- **OBJECTIVE**
The required output is the line containing "Put a point on every instance of the white object" through the final line of the material below, printed exactly, with no other lines.

[Location labeling records]

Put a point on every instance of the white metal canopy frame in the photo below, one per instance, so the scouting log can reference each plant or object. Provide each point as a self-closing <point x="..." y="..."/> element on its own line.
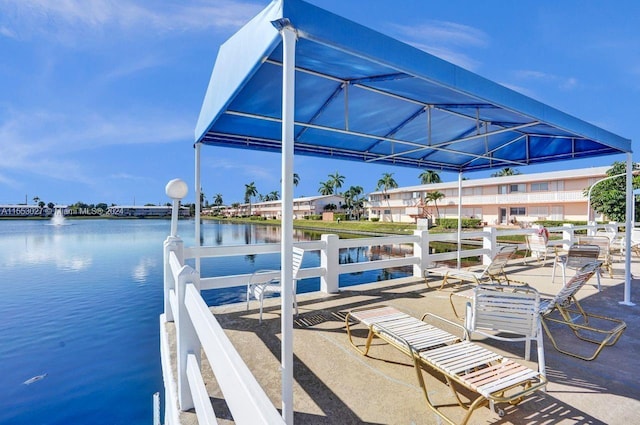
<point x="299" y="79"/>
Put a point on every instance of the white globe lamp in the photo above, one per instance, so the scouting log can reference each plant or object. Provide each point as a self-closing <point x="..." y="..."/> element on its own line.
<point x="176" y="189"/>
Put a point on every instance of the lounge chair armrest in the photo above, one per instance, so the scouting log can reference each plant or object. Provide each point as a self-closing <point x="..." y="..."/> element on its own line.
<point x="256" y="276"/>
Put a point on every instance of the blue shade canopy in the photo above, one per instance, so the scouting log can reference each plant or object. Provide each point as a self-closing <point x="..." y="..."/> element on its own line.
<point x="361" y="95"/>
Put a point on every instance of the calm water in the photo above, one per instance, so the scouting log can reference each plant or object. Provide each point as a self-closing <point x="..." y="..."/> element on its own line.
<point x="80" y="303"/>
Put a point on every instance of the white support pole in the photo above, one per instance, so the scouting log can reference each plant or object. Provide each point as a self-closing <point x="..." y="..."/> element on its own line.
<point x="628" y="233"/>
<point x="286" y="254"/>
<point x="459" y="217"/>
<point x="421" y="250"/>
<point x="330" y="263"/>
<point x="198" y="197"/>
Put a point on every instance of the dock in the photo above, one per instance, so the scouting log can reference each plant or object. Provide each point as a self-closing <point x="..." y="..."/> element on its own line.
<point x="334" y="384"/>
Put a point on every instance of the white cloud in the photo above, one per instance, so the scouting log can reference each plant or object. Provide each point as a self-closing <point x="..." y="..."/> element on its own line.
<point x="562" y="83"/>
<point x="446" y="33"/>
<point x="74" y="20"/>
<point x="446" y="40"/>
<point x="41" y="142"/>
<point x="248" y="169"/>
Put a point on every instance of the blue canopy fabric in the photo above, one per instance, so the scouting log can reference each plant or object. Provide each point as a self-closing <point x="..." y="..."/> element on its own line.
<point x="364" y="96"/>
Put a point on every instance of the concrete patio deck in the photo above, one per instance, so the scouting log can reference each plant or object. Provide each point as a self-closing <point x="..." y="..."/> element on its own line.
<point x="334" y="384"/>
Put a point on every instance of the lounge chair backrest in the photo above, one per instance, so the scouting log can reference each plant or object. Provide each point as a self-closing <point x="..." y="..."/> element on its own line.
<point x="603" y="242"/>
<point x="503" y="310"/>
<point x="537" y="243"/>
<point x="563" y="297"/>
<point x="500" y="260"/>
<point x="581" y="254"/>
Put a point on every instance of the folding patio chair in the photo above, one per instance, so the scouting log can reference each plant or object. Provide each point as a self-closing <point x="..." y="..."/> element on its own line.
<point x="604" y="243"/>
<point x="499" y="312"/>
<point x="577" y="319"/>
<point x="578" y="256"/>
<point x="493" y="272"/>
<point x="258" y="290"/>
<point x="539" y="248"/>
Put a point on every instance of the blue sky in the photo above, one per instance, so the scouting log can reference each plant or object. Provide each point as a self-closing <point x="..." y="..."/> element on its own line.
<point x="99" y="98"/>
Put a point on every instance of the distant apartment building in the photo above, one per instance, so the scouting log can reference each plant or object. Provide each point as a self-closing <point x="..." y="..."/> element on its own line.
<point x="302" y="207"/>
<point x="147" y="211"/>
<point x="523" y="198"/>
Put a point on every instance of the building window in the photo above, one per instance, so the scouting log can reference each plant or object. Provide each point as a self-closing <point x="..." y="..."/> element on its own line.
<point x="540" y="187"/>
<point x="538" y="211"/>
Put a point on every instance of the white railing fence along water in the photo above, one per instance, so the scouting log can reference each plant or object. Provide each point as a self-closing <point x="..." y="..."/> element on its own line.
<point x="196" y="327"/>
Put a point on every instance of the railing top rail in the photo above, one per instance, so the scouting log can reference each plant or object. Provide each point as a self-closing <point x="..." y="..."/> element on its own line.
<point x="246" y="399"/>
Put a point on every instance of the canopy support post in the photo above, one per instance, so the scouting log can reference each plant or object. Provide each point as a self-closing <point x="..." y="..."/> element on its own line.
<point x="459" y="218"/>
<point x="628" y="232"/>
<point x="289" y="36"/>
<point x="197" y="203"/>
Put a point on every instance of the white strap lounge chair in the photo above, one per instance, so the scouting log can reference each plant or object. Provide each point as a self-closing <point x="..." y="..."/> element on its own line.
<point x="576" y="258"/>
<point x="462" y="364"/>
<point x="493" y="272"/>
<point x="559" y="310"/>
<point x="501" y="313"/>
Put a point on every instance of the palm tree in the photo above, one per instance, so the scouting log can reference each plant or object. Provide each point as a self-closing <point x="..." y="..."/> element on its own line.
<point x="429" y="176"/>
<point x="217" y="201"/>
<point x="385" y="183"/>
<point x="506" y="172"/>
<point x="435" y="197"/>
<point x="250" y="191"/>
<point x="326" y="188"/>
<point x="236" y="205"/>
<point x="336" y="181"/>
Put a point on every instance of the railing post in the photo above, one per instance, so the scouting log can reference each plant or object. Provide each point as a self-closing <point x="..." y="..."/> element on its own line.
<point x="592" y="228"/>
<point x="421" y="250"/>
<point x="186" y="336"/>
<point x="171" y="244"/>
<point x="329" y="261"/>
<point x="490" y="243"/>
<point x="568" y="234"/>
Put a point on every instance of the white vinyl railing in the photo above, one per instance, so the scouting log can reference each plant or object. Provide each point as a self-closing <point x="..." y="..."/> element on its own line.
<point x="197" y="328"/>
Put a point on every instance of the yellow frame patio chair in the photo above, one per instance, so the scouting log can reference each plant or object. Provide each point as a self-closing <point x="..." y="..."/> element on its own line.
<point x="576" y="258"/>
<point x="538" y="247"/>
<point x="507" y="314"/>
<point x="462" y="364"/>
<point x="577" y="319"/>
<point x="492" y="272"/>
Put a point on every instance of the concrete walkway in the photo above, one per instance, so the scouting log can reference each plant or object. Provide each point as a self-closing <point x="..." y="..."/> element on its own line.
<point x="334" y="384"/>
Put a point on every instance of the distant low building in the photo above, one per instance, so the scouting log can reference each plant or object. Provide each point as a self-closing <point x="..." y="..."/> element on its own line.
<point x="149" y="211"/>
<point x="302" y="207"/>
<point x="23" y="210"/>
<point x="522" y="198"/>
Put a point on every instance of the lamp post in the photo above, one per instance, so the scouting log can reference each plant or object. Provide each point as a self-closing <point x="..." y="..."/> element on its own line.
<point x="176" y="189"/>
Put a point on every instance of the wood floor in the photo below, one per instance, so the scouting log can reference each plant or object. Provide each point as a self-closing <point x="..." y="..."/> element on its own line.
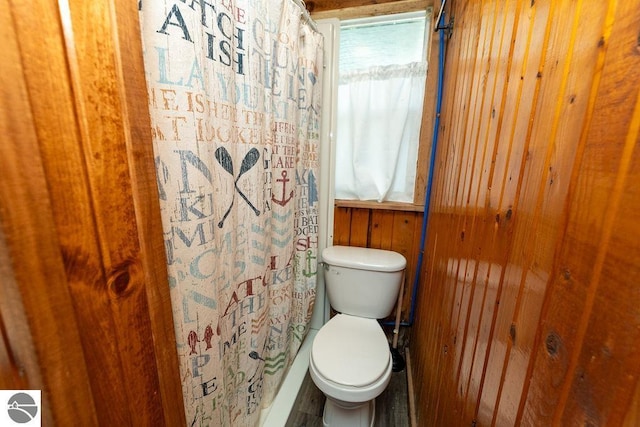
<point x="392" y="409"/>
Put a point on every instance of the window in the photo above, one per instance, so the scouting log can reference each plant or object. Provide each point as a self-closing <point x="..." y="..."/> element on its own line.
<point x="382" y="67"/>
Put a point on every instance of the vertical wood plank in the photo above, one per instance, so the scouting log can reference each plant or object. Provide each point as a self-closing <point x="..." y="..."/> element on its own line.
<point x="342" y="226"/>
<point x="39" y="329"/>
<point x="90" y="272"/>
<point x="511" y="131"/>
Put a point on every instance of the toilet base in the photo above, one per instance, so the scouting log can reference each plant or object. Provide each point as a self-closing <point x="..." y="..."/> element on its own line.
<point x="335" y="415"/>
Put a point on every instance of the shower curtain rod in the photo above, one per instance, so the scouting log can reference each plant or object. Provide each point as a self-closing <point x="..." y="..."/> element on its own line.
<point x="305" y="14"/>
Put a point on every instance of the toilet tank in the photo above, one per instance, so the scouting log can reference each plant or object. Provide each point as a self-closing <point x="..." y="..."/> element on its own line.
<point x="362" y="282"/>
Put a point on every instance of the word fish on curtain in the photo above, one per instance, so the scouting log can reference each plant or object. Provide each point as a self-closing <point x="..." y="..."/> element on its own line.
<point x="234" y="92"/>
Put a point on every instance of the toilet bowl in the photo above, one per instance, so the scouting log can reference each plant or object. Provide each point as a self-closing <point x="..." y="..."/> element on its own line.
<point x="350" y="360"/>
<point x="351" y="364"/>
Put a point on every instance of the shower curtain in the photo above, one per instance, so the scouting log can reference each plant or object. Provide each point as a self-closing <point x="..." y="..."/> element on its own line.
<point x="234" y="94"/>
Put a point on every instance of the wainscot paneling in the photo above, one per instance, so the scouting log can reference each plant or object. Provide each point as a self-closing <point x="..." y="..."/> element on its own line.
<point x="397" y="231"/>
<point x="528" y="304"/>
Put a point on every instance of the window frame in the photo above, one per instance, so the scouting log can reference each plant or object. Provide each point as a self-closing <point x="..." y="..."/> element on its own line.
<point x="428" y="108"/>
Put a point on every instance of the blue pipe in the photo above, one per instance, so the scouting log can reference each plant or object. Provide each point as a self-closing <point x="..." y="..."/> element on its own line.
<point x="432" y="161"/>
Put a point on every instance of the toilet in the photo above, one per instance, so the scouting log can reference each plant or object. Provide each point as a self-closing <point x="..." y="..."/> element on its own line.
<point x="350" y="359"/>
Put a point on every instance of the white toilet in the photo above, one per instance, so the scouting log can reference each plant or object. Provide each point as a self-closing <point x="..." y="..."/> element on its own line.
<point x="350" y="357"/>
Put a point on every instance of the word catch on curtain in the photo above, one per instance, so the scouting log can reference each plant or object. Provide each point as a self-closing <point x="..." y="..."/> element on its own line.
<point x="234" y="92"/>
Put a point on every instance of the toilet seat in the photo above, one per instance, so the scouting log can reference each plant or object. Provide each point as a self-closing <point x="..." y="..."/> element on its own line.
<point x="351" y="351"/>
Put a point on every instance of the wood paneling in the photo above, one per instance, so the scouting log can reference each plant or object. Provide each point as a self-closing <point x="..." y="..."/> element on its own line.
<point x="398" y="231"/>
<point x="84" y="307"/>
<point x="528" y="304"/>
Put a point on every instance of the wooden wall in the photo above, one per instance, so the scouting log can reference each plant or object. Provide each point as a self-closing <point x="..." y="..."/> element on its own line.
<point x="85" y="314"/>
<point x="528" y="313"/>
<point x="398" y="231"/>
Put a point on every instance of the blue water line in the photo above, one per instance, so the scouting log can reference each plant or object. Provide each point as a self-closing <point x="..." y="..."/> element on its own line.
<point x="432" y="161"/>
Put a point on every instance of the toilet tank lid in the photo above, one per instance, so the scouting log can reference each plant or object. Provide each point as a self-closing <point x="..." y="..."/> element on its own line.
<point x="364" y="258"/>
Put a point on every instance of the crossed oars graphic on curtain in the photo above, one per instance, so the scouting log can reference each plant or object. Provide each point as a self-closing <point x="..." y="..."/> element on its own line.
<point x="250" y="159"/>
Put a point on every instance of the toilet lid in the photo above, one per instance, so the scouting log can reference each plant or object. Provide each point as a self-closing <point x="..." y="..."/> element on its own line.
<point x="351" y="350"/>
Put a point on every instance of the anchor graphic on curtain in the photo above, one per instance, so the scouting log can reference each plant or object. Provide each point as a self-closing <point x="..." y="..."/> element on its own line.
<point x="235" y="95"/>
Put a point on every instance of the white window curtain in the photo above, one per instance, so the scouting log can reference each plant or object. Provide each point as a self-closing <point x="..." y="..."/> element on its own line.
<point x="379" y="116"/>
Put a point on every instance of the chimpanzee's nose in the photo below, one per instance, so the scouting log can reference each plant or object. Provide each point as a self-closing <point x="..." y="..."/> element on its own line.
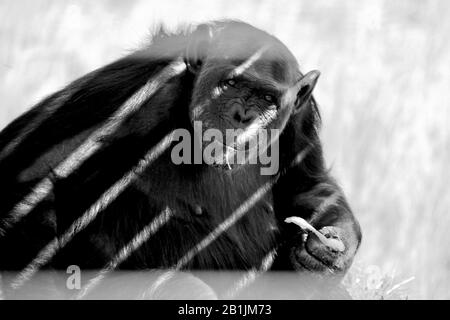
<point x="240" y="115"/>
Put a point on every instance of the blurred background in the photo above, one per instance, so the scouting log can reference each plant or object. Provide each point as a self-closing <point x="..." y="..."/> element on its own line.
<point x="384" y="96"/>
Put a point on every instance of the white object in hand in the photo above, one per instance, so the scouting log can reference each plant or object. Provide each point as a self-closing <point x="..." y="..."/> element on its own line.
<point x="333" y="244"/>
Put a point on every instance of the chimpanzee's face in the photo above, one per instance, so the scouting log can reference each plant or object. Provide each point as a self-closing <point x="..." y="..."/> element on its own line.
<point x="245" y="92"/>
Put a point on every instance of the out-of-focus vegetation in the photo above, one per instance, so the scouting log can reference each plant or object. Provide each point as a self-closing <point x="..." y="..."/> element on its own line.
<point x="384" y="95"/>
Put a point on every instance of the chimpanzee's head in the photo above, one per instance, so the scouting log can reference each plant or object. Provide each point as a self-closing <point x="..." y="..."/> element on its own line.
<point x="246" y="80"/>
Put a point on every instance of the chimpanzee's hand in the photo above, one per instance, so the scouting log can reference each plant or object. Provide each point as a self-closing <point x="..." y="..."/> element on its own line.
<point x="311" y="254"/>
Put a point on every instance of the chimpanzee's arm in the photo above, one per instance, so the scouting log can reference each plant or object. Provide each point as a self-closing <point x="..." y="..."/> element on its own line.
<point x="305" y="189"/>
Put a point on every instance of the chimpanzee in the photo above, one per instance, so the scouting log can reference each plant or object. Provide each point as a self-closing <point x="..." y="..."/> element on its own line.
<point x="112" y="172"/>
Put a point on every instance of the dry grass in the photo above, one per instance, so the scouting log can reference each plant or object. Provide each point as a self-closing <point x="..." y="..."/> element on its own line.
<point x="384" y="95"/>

- **WRITTEN ANSWER**
Put a point on every instance of the white object in hand in the photo above, one per instance, so the scouting log can reference each plant or object. Provide each point as a self-closing <point x="..." y="..."/> element on its own line.
<point x="333" y="244"/>
Put a point on every instance of the chimpanzee's face in the photo above, one per instance, so the scouting log can reference each plant or object. Provide each point as a self-closing <point x="..." y="..."/> element on its own line.
<point x="245" y="92"/>
Put a point on every instance of the out-of-focus vegetation in the photo above, one per instance, so the scouting log can reference each plant or object. Provide each point as a self-closing <point x="..." y="..."/> element on its own line.
<point x="384" y="95"/>
Put a point on every instance of the chimpanzee's head in the photo above, one per instance, so the scouting log can reference each plant or object. Provide each point as a self-closing <point x="..." y="..."/> element on its own line.
<point x="246" y="80"/>
Put a point on every instance of the chimpanzee's hand in the photo above, one per instance, so the scouting log can reference each plant or object. Provide each point as a self-closing <point x="..." y="..."/> element on its own line.
<point x="311" y="254"/>
Put a point on every instance of the chimpanzee's arm in the photo above, one per instance, so the scouting log can reference each plant or object. Provide each point as a self-closing <point x="..." y="..."/> element on its own line.
<point x="305" y="189"/>
Put a point on every instance of the chimpanzee in the photo above, one per instance, so the scouting log can reference each plant or object. Provide each point as a self-closing <point x="..." y="..."/> element on its own line.
<point x="112" y="172"/>
Put a point on every instance of the dry grass in the photo above, one per instance, so the scouting log can reference each plant or object. Provide each point as a self-closing <point x="..." y="..."/> element on its own line.
<point x="384" y="95"/>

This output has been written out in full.